EXERCISE AIM -> The answer must be every line of the records below that contains the word "each".
[LISTED ENTRIES — start]
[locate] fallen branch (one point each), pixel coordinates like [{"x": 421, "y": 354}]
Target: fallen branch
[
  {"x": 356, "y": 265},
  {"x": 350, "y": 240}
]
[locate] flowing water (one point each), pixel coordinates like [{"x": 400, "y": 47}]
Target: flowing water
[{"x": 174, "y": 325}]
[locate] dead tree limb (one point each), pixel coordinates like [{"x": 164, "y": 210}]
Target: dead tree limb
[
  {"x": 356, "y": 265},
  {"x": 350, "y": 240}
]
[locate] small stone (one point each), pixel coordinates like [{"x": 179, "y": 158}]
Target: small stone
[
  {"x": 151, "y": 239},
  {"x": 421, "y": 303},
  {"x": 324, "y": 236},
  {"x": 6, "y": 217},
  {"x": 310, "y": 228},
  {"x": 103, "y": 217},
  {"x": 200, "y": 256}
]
[LISTED ENTRIES — finish]
FINISHED TASK ->
[locate] fallen branch (one point each), pixel coordinates like [{"x": 421, "y": 354}]
[locate] flowing water (one point each), pixel coordinates like [{"x": 400, "y": 47}]
[locate] dead tree limb (one point each), pixel coordinates like [{"x": 164, "y": 210}]
[locate] small stone (one point each), pixel coordinates like [{"x": 179, "y": 158}]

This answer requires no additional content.